• [TASK BRIEF] Render the items below as a numbered list, omitting blank lines, starting at the line that contains "target | bay" and ending at the final line of the items.

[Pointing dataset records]
++++++++
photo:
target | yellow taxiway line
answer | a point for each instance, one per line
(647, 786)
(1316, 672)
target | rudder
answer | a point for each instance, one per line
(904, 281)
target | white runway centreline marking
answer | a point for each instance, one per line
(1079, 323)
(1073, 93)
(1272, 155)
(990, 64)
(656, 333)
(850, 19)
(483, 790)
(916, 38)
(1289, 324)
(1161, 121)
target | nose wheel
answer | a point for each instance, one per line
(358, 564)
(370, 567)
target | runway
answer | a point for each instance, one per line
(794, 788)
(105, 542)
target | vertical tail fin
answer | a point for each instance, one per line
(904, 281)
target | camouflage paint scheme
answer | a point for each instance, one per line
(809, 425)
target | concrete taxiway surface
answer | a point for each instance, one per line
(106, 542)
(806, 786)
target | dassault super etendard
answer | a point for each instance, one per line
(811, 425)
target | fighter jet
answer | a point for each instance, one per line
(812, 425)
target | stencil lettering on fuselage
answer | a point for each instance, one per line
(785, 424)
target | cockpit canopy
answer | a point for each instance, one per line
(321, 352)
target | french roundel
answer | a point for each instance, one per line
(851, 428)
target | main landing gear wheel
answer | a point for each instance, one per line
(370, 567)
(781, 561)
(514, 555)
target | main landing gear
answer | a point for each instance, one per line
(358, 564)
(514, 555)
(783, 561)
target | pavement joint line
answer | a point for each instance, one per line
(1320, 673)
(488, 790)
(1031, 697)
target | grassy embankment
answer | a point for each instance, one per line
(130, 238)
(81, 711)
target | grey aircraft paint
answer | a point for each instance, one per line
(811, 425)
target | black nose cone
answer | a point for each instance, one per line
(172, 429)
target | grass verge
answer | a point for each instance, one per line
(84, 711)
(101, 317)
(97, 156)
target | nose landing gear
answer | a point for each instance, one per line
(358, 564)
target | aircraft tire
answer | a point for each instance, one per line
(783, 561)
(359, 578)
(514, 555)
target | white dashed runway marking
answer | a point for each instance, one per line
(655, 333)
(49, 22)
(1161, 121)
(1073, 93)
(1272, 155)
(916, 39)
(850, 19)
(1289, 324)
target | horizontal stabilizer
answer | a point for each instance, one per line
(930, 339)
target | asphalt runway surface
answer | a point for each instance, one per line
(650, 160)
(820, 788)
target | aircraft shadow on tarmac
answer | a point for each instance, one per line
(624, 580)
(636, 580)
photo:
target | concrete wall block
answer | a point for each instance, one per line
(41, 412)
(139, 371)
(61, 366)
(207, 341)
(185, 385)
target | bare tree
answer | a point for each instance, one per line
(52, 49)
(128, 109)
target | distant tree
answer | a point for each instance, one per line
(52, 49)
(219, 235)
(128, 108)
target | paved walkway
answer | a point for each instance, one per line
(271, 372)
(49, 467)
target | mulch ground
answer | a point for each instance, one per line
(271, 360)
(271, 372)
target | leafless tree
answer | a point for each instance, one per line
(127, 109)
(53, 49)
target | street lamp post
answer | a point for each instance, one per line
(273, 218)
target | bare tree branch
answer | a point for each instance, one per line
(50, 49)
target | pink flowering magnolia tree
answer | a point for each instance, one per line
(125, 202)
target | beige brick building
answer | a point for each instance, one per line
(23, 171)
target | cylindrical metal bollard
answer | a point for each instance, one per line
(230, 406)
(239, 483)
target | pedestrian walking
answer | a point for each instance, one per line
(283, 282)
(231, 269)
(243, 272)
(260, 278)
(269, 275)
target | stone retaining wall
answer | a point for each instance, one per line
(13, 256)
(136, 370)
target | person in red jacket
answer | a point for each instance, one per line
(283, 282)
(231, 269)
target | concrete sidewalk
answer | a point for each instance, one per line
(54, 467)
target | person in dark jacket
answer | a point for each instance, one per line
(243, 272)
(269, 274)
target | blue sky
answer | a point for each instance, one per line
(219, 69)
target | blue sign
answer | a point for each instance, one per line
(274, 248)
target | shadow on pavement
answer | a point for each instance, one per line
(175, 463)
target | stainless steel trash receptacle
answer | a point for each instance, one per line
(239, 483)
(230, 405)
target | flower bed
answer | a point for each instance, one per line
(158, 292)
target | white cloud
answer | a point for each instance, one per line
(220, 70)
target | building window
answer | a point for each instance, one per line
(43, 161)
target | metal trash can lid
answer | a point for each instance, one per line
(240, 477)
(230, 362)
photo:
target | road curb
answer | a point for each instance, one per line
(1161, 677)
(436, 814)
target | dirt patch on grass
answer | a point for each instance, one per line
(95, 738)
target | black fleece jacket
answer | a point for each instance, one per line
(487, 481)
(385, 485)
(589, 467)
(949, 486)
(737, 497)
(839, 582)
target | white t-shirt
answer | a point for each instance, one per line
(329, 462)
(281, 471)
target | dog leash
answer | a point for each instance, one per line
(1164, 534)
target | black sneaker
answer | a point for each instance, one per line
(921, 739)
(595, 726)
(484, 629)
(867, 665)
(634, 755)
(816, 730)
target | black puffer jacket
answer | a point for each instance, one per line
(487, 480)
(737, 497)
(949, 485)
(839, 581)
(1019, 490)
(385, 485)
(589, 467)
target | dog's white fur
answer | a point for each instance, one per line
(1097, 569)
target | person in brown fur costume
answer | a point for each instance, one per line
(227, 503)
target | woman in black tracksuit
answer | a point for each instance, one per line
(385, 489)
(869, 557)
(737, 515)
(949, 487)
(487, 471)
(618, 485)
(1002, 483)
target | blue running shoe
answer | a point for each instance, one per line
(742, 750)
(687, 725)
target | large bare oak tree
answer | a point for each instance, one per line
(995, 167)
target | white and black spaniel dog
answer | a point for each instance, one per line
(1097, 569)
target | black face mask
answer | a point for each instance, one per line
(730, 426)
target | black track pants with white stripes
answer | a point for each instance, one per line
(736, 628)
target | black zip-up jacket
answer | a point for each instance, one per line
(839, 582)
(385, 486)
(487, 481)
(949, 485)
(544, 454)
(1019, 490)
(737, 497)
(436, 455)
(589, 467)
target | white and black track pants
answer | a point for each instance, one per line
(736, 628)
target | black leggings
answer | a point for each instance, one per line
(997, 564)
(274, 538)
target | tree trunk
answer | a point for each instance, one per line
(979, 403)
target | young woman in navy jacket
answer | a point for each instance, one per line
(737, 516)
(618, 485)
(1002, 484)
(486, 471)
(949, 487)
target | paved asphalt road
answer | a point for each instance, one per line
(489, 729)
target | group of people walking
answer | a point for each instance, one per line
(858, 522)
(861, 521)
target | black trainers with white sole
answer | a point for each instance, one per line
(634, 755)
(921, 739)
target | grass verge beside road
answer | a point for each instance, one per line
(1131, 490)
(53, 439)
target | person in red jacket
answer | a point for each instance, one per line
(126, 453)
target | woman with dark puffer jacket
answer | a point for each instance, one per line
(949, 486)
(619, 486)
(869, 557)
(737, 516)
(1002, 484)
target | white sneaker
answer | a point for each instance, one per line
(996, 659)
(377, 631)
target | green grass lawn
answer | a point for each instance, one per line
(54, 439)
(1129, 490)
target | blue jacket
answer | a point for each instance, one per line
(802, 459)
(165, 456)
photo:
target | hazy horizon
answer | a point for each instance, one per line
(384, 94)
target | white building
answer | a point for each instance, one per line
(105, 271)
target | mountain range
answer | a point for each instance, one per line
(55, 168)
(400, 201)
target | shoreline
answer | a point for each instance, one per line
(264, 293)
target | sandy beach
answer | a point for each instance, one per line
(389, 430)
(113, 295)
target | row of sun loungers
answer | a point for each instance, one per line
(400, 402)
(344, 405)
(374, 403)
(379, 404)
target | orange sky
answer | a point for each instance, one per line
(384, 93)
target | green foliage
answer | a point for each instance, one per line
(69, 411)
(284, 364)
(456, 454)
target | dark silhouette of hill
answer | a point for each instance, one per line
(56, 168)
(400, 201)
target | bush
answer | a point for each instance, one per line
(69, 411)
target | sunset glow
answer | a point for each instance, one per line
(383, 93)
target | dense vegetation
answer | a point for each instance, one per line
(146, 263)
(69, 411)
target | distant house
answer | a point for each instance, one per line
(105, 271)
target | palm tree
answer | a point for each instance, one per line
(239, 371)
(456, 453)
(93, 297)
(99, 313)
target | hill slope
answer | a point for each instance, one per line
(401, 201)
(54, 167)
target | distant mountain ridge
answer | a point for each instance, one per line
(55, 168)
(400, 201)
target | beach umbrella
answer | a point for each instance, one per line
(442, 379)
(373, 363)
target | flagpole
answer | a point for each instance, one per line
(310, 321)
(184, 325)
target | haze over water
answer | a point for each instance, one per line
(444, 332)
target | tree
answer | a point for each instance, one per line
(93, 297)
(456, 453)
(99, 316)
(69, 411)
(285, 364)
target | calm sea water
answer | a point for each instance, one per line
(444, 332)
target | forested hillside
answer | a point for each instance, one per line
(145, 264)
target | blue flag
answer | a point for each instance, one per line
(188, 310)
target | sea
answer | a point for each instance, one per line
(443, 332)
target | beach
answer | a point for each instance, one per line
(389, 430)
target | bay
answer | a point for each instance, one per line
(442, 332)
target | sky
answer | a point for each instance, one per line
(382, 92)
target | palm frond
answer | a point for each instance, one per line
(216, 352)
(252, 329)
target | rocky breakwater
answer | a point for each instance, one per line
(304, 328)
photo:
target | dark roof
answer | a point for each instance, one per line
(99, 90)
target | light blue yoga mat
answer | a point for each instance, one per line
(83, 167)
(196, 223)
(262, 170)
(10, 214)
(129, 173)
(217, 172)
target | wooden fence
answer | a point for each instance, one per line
++++++++
• [TASK SOLUTION]
1. target | bay
2. answer | a point for each instance, one per line
3. (442, 332)
4. target | sky
5. answer | a point for each instance, one per line
6. (382, 92)
7. target | palm frond
8. answer | a point for each instance, one per line
9. (216, 352)
10. (252, 329)
11. target | rocky breakwater
12. answer | a point for each instance, one per line
13. (304, 328)
14. photo:
15. target | dark roof
16. answer | a point for each instance, one per line
17. (99, 90)
18. target | light blue yoga mat
19. answer | a point for each instance, one per line
20. (83, 167)
21. (196, 223)
22. (262, 170)
23. (10, 214)
24. (129, 173)
25. (217, 172)
26. target | wooden fence
27. answer | a point for each instance, one per line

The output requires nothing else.